--- Aim of the exercise ---
Reproduce the listing lines from the one containing "like x=234 y=79." through the one containing "x=906 y=309", inclusive, switching "beard" to "mustache" and leaving everything else unchanged.
— start of Data provided —
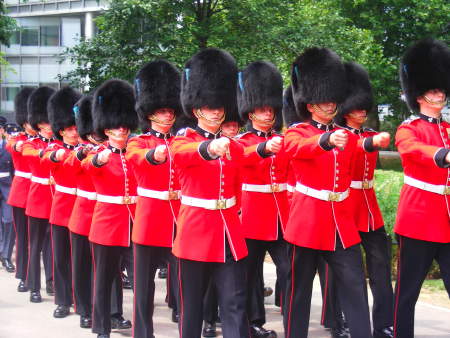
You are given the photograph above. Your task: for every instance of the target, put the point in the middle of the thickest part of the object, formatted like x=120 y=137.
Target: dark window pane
x=49 y=35
x=30 y=36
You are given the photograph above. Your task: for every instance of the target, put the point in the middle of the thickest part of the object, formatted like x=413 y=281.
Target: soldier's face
x=230 y=129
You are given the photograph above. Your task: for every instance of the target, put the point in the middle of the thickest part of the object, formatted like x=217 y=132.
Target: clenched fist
x=339 y=138
x=382 y=140
x=274 y=145
x=219 y=147
x=160 y=153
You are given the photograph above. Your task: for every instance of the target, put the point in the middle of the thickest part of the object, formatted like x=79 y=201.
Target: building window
x=49 y=36
x=30 y=36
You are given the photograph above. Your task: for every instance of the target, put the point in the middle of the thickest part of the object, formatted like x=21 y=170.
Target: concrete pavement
x=19 y=318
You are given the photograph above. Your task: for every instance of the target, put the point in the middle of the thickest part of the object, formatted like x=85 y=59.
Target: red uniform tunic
x=39 y=200
x=158 y=201
x=367 y=212
x=315 y=223
x=65 y=185
x=423 y=143
x=83 y=209
x=20 y=185
x=111 y=222
x=201 y=233
x=262 y=210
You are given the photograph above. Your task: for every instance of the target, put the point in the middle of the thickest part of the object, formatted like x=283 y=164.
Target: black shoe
x=118 y=322
x=22 y=287
x=126 y=284
x=49 y=288
x=35 y=297
x=268 y=291
x=209 y=329
x=175 y=316
x=339 y=332
x=9 y=266
x=61 y=311
x=259 y=331
x=85 y=322
x=386 y=332
x=162 y=274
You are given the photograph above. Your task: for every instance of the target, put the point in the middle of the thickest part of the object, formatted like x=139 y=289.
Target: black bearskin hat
x=260 y=84
x=359 y=95
x=21 y=106
x=157 y=85
x=83 y=116
x=425 y=66
x=60 y=109
x=113 y=107
x=37 y=106
x=290 y=115
x=209 y=79
x=318 y=76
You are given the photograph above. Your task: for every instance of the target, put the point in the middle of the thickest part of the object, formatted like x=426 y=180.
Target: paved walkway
x=19 y=318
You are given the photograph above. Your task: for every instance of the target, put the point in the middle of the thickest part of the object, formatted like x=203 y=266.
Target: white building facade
x=46 y=29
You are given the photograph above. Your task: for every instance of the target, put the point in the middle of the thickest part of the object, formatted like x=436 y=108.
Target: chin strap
x=253 y=117
x=198 y=113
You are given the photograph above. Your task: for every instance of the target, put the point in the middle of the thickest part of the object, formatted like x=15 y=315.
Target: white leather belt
x=161 y=195
x=22 y=174
x=324 y=195
x=66 y=190
x=40 y=180
x=361 y=184
x=116 y=199
x=266 y=188
x=437 y=189
x=209 y=204
x=90 y=195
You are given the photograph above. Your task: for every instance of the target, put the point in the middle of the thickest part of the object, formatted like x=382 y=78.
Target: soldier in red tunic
x=114 y=117
x=210 y=242
x=265 y=208
x=20 y=184
x=62 y=120
x=423 y=223
x=39 y=198
x=322 y=159
x=157 y=89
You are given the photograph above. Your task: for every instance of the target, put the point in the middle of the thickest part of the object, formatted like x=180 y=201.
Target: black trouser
x=107 y=271
x=230 y=283
x=147 y=259
x=348 y=270
x=21 y=225
x=331 y=307
x=414 y=262
x=81 y=274
x=376 y=245
x=62 y=273
x=255 y=274
x=210 y=303
x=39 y=241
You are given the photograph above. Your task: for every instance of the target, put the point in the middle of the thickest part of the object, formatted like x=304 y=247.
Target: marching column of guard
x=89 y=196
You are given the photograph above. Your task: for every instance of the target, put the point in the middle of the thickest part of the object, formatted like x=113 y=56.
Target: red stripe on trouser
x=325 y=293
x=288 y=333
x=397 y=289
x=180 y=284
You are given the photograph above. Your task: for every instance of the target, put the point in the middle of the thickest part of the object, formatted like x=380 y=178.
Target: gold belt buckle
x=333 y=197
x=173 y=195
x=221 y=204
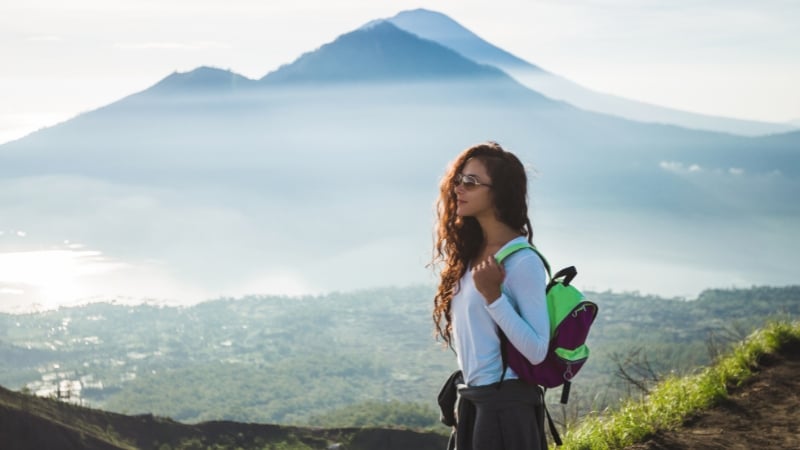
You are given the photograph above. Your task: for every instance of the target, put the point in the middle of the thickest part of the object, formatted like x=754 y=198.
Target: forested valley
x=365 y=358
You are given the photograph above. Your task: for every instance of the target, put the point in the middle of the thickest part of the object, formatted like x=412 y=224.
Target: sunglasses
x=469 y=182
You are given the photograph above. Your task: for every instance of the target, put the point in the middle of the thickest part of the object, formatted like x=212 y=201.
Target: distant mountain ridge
x=381 y=51
x=440 y=28
x=349 y=141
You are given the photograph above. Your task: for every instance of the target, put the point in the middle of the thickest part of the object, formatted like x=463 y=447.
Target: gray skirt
x=501 y=416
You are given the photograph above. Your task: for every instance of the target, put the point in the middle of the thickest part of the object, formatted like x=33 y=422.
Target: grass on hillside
x=674 y=399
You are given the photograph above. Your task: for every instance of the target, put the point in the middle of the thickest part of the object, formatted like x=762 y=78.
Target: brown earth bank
x=763 y=413
x=28 y=422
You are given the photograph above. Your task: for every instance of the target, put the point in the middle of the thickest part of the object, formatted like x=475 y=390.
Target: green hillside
x=676 y=399
x=319 y=360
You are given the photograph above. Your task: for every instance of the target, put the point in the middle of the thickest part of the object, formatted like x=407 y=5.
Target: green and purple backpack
x=571 y=317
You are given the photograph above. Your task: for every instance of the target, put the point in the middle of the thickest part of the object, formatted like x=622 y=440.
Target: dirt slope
x=763 y=413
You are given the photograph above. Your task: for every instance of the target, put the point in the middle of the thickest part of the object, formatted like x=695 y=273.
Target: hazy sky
x=724 y=57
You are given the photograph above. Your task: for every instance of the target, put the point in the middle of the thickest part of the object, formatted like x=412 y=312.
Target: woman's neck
x=496 y=234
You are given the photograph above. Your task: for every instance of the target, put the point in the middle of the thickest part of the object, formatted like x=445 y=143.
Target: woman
x=482 y=208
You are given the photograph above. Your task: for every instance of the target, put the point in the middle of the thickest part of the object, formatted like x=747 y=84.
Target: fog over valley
x=322 y=176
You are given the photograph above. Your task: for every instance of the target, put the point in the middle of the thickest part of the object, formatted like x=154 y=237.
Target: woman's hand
x=488 y=276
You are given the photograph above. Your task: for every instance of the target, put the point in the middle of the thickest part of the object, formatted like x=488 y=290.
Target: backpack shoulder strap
x=511 y=249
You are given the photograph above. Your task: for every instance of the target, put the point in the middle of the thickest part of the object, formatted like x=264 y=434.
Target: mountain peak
x=202 y=79
x=380 y=51
x=440 y=28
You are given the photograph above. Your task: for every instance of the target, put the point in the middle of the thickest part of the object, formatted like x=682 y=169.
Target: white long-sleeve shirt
x=521 y=312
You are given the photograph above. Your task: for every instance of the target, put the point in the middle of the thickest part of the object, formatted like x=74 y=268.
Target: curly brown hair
x=459 y=239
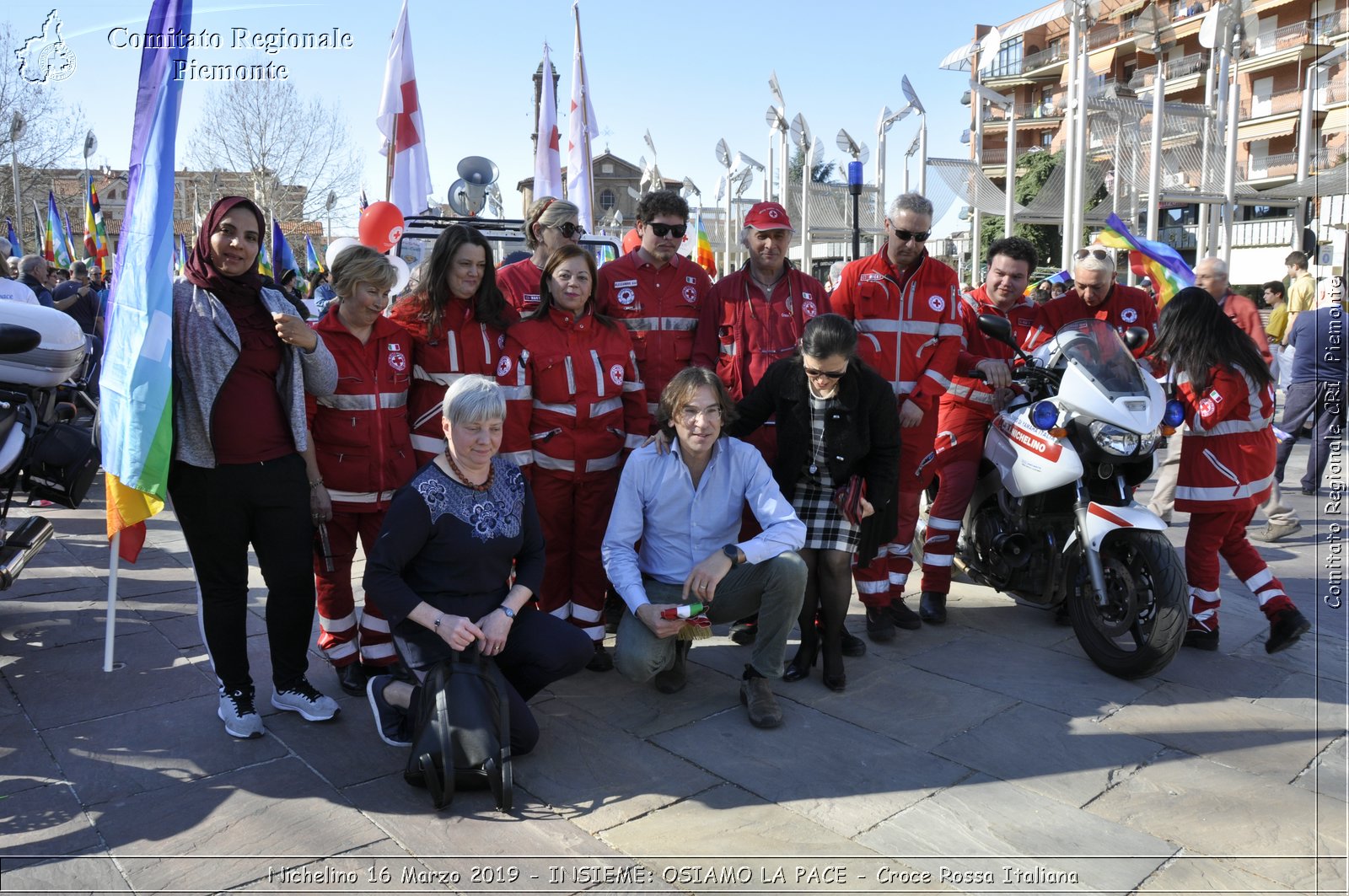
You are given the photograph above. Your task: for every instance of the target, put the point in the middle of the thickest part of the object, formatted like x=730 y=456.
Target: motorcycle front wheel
x=1140 y=628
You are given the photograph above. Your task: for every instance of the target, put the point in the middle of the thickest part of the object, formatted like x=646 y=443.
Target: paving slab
x=1050 y=754
x=834 y=772
x=1045 y=678
x=1227 y=730
x=728 y=830
x=594 y=786
x=986 y=834
x=229 y=829
x=153 y=669
x=128 y=754
x=1223 y=811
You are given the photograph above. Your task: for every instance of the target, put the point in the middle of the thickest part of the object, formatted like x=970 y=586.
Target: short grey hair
x=1093 y=263
x=915 y=202
x=474 y=400
x=29 y=263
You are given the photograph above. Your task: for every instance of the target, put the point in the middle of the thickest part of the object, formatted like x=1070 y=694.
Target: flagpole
x=586 y=148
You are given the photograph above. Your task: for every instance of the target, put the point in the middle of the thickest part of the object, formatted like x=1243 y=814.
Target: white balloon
x=336 y=247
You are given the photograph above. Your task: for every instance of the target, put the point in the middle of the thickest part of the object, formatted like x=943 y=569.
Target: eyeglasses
x=665 y=229
x=570 y=229
x=688 y=416
x=904 y=236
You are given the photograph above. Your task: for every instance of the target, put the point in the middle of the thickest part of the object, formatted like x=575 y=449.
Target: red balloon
x=381 y=226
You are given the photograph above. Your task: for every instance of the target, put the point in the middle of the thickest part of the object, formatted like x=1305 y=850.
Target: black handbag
x=462 y=740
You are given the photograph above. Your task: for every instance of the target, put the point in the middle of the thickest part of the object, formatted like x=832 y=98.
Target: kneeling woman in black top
x=442 y=570
x=836 y=419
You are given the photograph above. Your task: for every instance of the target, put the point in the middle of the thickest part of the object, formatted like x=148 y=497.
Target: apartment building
x=1285 y=40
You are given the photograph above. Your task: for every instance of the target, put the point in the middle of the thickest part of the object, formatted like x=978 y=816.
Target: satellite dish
x=911 y=96
x=800 y=132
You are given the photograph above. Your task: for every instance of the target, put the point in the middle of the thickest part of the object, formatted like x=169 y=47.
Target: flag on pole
x=703 y=249
x=137 y=379
x=96 y=235
x=401 y=123
x=1148 y=258
x=580 y=131
x=312 y=260
x=54 y=240
x=548 y=164
x=281 y=255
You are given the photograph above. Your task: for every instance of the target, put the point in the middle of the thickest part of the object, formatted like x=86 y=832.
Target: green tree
x=1034 y=170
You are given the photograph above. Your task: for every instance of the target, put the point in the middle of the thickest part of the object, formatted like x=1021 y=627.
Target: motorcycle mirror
x=998 y=328
x=1135 y=338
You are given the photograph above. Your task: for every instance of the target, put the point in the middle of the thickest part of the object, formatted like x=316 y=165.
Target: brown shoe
x=759 y=700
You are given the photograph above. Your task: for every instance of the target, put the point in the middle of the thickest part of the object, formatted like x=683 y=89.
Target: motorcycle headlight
x=1148 y=442
x=1115 y=440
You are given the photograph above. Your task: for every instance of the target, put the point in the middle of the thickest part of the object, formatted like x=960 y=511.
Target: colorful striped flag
x=138 y=359
x=1148 y=258
x=314 y=262
x=703 y=249
x=96 y=235
x=281 y=255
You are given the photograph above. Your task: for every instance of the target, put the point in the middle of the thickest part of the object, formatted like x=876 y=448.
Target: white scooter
x=1052 y=521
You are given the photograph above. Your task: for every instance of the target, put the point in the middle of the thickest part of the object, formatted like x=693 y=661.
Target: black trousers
x=540 y=649
x=224 y=509
x=1324 y=404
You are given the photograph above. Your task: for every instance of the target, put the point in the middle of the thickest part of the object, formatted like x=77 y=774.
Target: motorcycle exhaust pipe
x=1013 y=547
x=20 y=547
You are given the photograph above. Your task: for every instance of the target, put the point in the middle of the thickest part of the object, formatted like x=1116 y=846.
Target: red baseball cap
x=768 y=216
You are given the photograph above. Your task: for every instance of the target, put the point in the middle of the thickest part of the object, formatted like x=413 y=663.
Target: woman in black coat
x=836 y=419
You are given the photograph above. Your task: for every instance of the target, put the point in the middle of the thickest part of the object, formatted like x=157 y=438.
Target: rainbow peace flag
x=1148 y=258
x=137 y=381
x=312 y=260
x=703 y=249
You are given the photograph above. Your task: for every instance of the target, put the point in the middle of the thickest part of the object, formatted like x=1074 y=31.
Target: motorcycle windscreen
x=1101 y=355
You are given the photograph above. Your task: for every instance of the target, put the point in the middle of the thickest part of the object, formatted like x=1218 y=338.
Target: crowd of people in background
x=523 y=451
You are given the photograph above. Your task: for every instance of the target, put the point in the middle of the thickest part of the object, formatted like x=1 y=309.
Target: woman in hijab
x=243 y=362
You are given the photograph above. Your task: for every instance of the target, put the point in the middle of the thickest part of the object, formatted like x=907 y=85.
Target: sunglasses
x=570 y=229
x=665 y=229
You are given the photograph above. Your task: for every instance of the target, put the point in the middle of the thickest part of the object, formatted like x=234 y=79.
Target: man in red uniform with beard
x=660 y=296
x=969 y=406
x=906 y=309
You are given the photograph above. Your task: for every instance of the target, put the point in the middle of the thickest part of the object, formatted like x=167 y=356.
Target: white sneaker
x=239 y=716
x=305 y=700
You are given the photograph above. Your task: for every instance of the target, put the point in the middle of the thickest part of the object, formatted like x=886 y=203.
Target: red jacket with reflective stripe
x=664 y=311
x=1227 y=459
x=908 y=330
x=1126 y=307
x=361 y=432
x=968 y=392
x=753 y=332
x=459 y=346
x=573 y=397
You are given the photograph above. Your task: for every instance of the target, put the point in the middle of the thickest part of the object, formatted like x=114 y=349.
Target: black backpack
x=463 y=730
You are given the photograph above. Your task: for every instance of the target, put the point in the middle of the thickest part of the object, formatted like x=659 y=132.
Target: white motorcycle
x=1052 y=521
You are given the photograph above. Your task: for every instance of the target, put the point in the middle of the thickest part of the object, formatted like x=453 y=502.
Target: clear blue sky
x=690 y=72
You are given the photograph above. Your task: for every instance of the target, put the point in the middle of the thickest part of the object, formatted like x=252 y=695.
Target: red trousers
x=957 y=473
x=573 y=514
x=1224 y=534
x=339 y=629
x=885 y=577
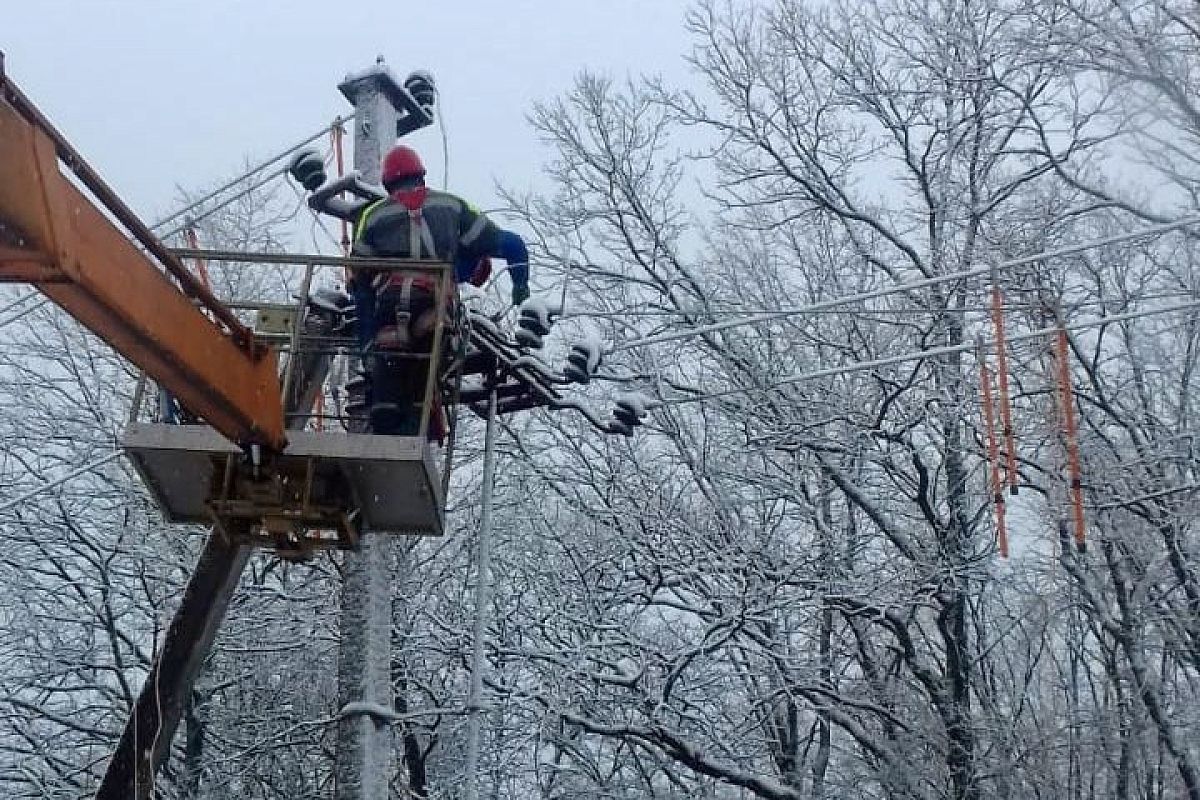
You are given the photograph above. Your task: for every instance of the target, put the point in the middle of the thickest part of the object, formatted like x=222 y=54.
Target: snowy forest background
x=790 y=590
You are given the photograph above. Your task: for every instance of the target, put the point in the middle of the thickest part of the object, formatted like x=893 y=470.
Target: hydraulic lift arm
x=77 y=250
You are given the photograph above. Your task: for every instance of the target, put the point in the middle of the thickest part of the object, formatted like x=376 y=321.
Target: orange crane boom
x=70 y=246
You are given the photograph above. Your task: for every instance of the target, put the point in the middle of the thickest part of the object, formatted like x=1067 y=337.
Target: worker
x=396 y=311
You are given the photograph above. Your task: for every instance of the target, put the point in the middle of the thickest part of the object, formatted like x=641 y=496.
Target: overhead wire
x=924 y=283
x=175 y=215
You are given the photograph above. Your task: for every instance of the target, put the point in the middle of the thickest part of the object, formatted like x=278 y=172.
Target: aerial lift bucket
x=324 y=487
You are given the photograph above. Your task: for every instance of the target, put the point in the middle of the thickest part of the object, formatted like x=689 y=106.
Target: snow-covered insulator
x=529 y=338
x=628 y=411
x=309 y=169
x=534 y=316
x=582 y=361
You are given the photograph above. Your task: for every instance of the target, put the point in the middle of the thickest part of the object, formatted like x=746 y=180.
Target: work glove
x=520 y=294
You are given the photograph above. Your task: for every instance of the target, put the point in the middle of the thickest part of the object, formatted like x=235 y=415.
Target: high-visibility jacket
x=426 y=224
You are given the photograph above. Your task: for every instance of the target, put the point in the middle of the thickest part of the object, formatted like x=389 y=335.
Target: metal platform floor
x=381 y=483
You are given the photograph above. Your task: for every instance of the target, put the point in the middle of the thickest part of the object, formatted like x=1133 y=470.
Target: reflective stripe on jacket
x=387 y=229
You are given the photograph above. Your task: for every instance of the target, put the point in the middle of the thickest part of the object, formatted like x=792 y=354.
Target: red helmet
x=401 y=162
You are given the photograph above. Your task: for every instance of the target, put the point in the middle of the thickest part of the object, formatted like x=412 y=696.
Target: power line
x=201 y=202
x=59 y=481
x=835 y=302
x=918 y=355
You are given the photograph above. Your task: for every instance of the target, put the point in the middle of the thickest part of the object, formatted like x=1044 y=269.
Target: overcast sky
x=165 y=92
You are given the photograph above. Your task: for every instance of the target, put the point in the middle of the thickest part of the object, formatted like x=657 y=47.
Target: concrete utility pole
x=365 y=759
— end of Data provided —
--- Output of the task ---
You are given the photograph above. Your task: for every instance of the target, put the point in the middle of the thickest part of the object, formatted like x=234 y=79.
Target: man in red uniform with mustache
x=660 y=296
x=969 y=406
x=906 y=309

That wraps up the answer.